→ Supplied entries:

**********

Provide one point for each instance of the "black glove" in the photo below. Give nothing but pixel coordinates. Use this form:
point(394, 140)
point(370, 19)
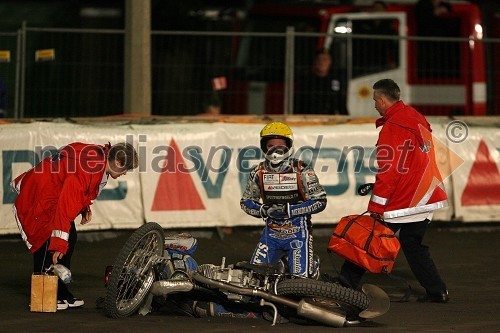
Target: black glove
point(276, 211)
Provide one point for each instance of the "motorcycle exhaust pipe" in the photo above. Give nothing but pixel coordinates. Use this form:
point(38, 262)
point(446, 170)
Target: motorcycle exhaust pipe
point(304, 309)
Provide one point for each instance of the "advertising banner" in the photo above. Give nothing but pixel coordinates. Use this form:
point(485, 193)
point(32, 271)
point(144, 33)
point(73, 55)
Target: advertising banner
point(194, 174)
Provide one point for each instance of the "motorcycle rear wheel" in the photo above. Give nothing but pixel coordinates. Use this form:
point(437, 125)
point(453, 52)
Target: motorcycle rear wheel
point(127, 288)
point(327, 295)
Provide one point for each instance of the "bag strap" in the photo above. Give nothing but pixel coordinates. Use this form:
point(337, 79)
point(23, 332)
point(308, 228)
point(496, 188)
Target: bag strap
point(349, 224)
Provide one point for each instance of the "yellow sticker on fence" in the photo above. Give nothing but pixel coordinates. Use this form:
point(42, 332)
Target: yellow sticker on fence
point(45, 55)
point(4, 56)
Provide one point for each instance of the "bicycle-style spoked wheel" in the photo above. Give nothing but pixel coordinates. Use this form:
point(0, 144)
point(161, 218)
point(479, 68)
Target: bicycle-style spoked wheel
point(130, 281)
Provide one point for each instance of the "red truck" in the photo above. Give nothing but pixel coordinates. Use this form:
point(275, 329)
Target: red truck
point(454, 72)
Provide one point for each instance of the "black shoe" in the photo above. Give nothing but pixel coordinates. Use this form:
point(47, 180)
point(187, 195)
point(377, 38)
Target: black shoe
point(442, 297)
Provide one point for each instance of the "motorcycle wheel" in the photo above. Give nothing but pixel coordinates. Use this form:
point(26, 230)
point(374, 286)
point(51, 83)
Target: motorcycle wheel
point(127, 288)
point(331, 296)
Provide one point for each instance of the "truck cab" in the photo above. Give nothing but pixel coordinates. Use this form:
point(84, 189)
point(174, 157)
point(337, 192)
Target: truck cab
point(442, 74)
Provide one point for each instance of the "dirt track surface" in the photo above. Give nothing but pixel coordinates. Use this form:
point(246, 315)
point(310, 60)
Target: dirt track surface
point(467, 258)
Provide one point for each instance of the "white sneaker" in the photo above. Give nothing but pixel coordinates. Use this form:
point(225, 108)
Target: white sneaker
point(69, 303)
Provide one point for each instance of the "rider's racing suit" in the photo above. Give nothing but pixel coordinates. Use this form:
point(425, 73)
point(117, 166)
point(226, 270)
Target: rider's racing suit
point(298, 188)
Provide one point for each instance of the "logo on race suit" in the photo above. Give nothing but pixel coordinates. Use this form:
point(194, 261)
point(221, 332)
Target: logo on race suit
point(270, 178)
point(288, 178)
point(260, 254)
point(280, 187)
point(279, 234)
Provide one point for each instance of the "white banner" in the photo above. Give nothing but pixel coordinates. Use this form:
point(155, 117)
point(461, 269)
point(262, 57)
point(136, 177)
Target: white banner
point(193, 174)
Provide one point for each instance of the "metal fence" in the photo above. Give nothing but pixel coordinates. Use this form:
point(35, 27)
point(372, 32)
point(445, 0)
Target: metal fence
point(85, 76)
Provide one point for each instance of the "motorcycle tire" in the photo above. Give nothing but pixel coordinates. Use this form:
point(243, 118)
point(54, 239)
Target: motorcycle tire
point(126, 288)
point(327, 295)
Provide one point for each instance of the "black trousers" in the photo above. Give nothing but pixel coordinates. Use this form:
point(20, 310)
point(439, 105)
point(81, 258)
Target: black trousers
point(417, 255)
point(42, 259)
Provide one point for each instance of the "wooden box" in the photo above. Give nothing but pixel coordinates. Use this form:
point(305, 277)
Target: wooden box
point(43, 292)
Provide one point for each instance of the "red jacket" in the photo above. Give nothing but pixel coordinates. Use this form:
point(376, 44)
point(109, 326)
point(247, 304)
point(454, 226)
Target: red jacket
point(408, 181)
point(55, 192)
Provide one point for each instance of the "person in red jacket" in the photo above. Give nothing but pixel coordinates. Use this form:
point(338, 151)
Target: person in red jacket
point(408, 187)
point(52, 194)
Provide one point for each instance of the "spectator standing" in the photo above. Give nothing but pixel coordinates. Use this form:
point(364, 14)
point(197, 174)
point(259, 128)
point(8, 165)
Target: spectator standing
point(322, 90)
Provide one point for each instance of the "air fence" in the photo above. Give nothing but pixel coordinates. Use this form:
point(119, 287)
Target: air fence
point(193, 170)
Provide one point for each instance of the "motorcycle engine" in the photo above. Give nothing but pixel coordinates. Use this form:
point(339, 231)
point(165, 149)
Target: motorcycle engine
point(231, 275)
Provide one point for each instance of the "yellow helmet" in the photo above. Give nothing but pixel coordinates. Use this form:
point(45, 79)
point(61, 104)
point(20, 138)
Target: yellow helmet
point(275, 130)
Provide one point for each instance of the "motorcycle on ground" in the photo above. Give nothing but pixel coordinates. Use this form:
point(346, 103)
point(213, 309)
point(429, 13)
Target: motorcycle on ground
point(151, 268)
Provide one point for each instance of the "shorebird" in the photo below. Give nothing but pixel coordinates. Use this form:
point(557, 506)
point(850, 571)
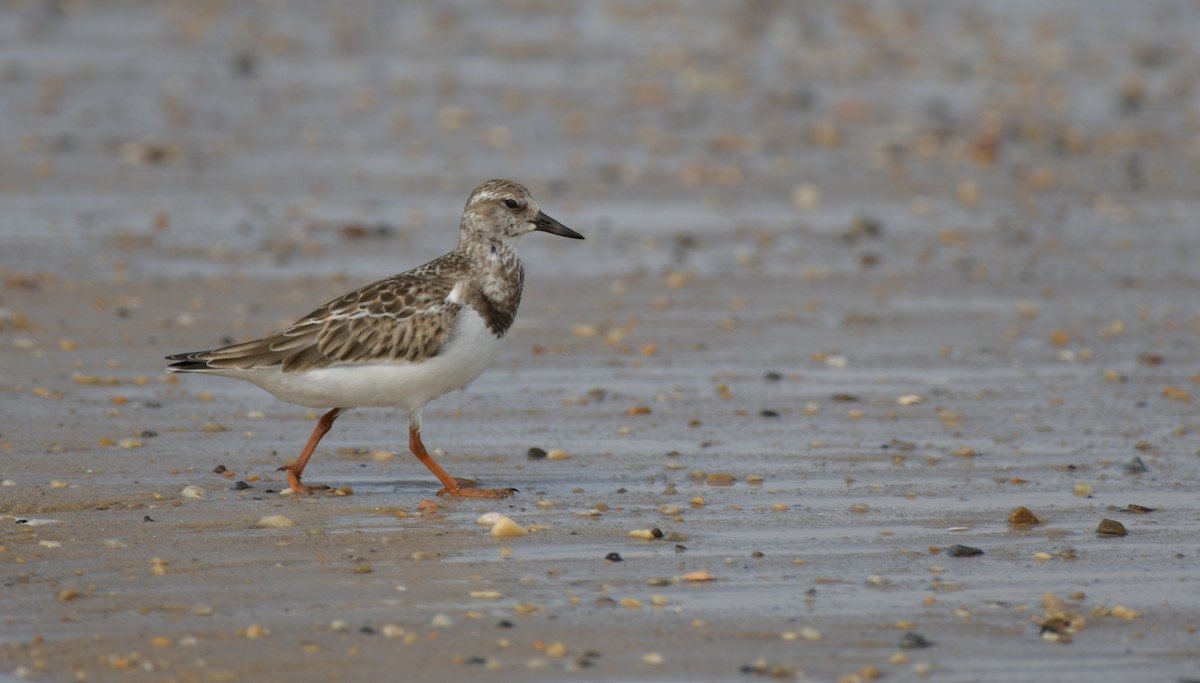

**********

→ Problem:
Filter the records for the word "below" and show every line that has it.

→ Worked solution:
Provide one point for each instance of the "black glove" in the photo below. Give nothing but pixel coordinates. Use this form:
Provide one point for each instance of the "shorebird" in the photo below. Give nothing but pixel coordinates. Use this form:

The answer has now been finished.